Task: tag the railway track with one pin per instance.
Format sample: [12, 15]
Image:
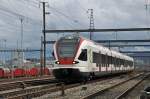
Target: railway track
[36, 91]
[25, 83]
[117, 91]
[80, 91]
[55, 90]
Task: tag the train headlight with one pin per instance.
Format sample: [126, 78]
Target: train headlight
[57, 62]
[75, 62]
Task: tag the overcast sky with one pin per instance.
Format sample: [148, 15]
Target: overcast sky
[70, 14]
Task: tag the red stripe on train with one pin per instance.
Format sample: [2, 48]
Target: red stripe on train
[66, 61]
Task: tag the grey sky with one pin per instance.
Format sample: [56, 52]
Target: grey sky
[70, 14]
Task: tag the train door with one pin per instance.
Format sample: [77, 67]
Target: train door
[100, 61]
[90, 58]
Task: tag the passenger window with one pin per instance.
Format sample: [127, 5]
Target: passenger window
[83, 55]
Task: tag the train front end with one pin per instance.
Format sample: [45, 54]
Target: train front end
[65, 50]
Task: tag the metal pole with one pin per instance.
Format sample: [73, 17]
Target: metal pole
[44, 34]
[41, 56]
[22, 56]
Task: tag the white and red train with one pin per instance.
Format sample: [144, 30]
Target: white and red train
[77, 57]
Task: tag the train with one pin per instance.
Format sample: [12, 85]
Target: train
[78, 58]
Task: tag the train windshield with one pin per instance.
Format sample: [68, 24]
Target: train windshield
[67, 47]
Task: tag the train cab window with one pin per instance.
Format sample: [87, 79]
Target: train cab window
--------------------------------------------------
__To be done__. Present all of the material above as a numbered list, one line per item, with blank lines and pictures left out.

__Correct response__.
1. Task: tag the railway track with one pin per instance.
2. Format sample: [12, 15]
3. Image:
4. Target: railway track
5. [36, 91]
6. [25, 83]
7. [117, 91]
8. [80, 91]
9. [55, 90]
10. Task: tag the train headlight with one pin per instance.
11. Format sample: [126, 78]
12. Target: train headlight
13. [57, 62]
14. [75, 62]
15. Task: tag the overcast sky with one pin per instance.
16. Format sample: [148, 15]
17. Target: overcast sky
18. [70, 14]
19. Task: tag the red stripe on train with one pin per instance.
20. Format sample: [2, 48]
21. Target: red stripe on train
22. [66, 61]
23. Task: tag the grey sky with one pin per instance.
24. Format sample: [56, 52]
25. Target: grey sky
26. [70, 14]
27. Task: tag the train door with one pin per instance.
28. Format sample: [77, 67]
29. Target: train door
30. [100, 61]
31. [90, 58]
32. Task: tag the passenger window with one pin per instance.
33. Format sample: [127, 5]
34. Target: passenger window
35. [83, 55]
36. Task: tag the train front end with one pin per instance.
37. Format sample: [45, 54]
38. Target: train front end
39. [65, 50]
40. Task: tag the metal pole with one pin per instance.
41. Format sample: [73, 17]
42. Target: metal pole
43. [44, 34]
44. [41, 56]
45. [22, 56]
46. Task: tag the white and red train with one pin per instance.
47. Format sample: [144, 30]
48. Target: white and red train
49. [77, 57]
50. Task: tag the train with one pin per instance.
51. Format sample: [12, 85]
52. Target: train
53. [78, 58]
54. Task: tag the train windshield with one pin per instance.
55. Format sample: [68, 24]
56. Target: train windshield
57. [67, 47]
58. Task: tag the train cab window with one pin per instance.
59. Format sample: [87, 79]
60. Target: train cab window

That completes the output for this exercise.